Excerpt to read:
Letter frequencies in Moby Dick

Learning Scientific Programming with Python (2nd edition)

E7.9: Letter frequencies in Moby Dick

The following program produces a bar chart of letter frequencies in the English language, estimated by analysis of the text of Moby Dick (available as a free download from Project Gutenberg). The vertical bars are centered, and labelled by letter.

import numpy as np
import matplotlib.pyplot as plt

text_file = "moby-dick.txt"

letters = "ABCDEFGHIJKLMNOPQRSTUVWXYZ"
# Initialize the dictionary of letter counts: {'A': 0, 'B': 0, ...}
lcount = dict([(l, 0) for l in letters])

# Read in the text and count the letter occurences
for l in open(text_file).read():
    try:
        lcount[l.upper()] += 1
    except KeyError:
        # Ignore characters that are not letters
        pass
# The total number of letters
norm = sum(lcount.values())

fig = plt.figure()
ax = fig.add_subplot(111)

Exercise description: According to the letter-frequency page, where can the text of Moby Dick be downloaded for free?

Recorded data:
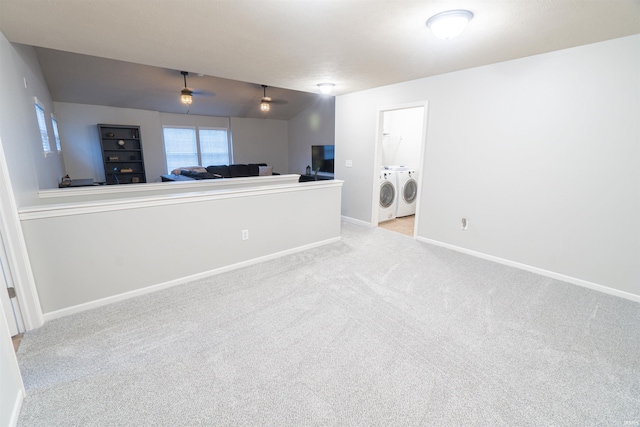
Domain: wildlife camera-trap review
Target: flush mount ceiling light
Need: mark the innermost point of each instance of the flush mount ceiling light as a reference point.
(447, 25)
(326, 88)
(186, 97)
(265, 102)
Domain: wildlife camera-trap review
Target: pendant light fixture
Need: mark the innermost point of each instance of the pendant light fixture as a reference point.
(265, 102)
(449, 24)
(186, 97)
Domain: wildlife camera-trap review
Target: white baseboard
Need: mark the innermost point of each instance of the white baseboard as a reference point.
(540, 271)
(15, 413)
(355, 221)
(153, 288)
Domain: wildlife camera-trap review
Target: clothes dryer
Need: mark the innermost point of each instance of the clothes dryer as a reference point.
(388, 196)
(407, 192)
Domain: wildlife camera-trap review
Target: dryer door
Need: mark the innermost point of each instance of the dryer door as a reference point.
(410, 191)
(387, 194)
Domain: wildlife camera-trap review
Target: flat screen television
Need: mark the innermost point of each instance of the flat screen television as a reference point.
(322, 159)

Written reply: From Project Gutenberg.